Falei com ele sobre pessoas que considerava tóxicas e que talvez eu teria que descartar de minha vida. Pessoas que talvez só me procurava para aliviar uma dor delas, ou que se alimentavam de minha desgraça para alivio próprio, ou que vinham apenas chupinhar contatos de novas amizades ou apenas uma companhia para sair. Era só isso que eu significava para elas. Meu pai disse que se não estiver fazendo bem, se afaste temporariamente. Mas que não tomasse nenhuma atitude drástica, afinal, o tempo é soberano e só ele irá dizer se essas pessoas me querem bem de verdade, me aguentando mesmo quando não tenho paciência para sair ou para apenas me aguentar se for  a mesma amiga alegre que sempre fui. Afinal, estou num momento muito peculiar de minha vida agora. Estou irracional, irritada, chateada com pequenas coisas. Quem me ama terá que aturar, mesmo nessa fase.

Como ele disse, o tempo limpará o que não é essencial para você, e deixará quem é essencial.

Falei também sobre a raiva do hospital, dos médicos, de pessoas próximas a nós que só estão conosco pelo dinheiro, pelo que podemos prover financeiramente a elas. Meu pai, muito calmo, como ele quase nunca foi, me disse que assim é a vida, e assim é a luta dessas pessoas. É de minha escolha passar um tempo com elas, ou canalizar a minha energia e meu tempo para pessoas que valham a pena.  Que eu não perdesse muito tempo me irritando com elas, porque elas são assim e você é do jeito que você é.

Falamos de tudo, mas é tanta coisa, que prefiro deixar um tema para cada crônica aqui desde blog, posteriormente, porque ia render um livro.

E daí eu assisti o filme. E vi como é a força do ser humano, em superar tristezas, em crescer e se desenvolver, em fazer mais, mais , mais e melhor. E que tudo está em nossa mente. No nosso storytelling. Como enxergamos a verdade, os fatos e com nosso poder lúdico podemos transformar o que temos para nosso futuro e para as pessoas ao nosso redor.

O filme e o sonho com meu pai me fizeram tão bem esta semana, e escrevo aqui, e continuarei a escrever sobre eles nas próximas semanas, para que o efeito em mim (e quem sabe em quem ler) seja permanente.

Dou um spoiler aqui do quinto item: temos que ser presentes em nossas vidas, e sorver com muita atenção os momentos mágicos que nos são dados.

Um filme, e um sonho, pode ser apenas uma diversão ou um pesadelo por 2 horas, ou pode reverberar em atitudes e pensamentos para uma vida inteira.

(Entradas guardadas)

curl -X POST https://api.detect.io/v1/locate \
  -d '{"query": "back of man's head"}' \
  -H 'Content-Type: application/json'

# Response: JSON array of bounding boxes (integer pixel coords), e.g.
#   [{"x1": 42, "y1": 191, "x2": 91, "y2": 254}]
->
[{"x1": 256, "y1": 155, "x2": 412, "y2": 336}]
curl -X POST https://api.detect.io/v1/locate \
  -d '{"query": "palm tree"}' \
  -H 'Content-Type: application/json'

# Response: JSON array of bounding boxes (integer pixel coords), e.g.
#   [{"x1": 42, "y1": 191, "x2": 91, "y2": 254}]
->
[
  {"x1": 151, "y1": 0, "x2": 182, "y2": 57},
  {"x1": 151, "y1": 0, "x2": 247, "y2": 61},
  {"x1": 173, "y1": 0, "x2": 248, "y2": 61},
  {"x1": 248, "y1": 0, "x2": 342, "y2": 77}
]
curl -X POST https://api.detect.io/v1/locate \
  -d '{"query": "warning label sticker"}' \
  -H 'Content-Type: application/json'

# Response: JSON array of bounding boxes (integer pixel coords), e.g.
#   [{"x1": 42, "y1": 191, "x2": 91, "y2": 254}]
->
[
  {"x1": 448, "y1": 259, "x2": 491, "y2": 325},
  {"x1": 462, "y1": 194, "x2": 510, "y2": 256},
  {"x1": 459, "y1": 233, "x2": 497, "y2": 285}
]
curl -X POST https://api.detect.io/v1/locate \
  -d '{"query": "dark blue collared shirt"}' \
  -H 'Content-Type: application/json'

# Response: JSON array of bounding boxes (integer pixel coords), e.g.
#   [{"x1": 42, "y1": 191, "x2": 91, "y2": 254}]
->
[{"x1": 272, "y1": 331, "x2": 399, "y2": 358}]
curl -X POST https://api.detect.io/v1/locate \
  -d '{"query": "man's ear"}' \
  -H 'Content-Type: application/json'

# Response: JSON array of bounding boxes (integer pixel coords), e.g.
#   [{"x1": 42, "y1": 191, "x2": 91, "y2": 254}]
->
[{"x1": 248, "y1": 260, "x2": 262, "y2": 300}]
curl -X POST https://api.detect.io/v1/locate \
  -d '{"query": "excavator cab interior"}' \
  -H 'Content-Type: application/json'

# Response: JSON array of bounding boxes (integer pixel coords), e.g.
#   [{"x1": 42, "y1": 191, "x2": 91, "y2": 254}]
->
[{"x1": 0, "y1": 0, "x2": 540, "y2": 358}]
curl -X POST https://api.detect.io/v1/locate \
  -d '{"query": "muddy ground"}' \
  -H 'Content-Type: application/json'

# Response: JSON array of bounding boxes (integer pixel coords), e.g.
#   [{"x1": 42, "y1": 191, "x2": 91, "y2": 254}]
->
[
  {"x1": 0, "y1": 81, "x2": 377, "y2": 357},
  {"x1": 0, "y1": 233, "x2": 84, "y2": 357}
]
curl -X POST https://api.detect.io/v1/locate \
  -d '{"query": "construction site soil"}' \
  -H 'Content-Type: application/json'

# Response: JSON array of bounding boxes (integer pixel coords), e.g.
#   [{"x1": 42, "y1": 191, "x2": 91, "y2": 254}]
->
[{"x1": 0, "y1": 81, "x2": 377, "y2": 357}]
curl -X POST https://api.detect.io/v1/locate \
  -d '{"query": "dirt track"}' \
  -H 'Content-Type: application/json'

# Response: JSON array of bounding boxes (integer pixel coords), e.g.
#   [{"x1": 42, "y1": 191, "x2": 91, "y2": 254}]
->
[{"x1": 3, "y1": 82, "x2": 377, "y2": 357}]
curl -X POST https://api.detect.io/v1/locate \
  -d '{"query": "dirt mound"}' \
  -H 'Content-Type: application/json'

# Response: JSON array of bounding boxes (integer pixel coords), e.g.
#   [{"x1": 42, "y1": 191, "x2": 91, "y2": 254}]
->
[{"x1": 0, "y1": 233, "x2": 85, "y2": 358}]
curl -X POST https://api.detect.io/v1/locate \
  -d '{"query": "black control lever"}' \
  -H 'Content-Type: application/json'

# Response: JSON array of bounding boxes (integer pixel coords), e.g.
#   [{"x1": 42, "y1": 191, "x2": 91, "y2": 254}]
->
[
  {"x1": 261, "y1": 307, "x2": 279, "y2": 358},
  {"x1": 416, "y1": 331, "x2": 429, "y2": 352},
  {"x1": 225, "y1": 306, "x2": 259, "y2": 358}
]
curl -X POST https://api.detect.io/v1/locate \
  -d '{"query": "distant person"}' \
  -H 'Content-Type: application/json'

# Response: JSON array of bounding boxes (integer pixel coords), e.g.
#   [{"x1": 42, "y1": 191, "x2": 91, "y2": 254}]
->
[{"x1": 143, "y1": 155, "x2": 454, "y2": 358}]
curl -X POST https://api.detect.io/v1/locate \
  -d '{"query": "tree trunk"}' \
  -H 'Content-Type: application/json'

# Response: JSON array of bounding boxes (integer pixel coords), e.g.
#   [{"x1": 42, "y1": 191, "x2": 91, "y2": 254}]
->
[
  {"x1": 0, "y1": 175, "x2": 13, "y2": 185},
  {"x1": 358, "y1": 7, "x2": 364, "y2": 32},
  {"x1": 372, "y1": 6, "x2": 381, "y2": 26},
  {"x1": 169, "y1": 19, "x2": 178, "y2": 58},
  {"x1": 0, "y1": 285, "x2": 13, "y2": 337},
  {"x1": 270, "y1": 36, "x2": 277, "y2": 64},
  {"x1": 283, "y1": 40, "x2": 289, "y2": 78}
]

TAREFAS:
1 - De acordo com o trecho, o que o pai aconselhou fazer em relação a pessoas que não estivessem fazendo bem?
2 - Reescreva de modo mais conciso, preservando os fatos principais, o parágrafo do trecho que começa com "Falei também sobre a raiva do hospital".
Utilize exclusivamente o trecho como fonte.

RESPOSTAS:
1 - Afastar-se temporariamente, sem tomar nenhuma atitude drástica.

2 - Falei também da raiva que sentia do hospital, dos médicos e de pessoas próximas que só estão conosco pelo dinheiro. Meu pai, com uma calma pouco habitual, respondeu que assim é a vida e a luta dessas pessoas. Cabe a mim escolher entre passar tempo com elas ou dedicar energia e tempo a quem vale a pena, sem perder muito tempo me irritando, porque elas são como são.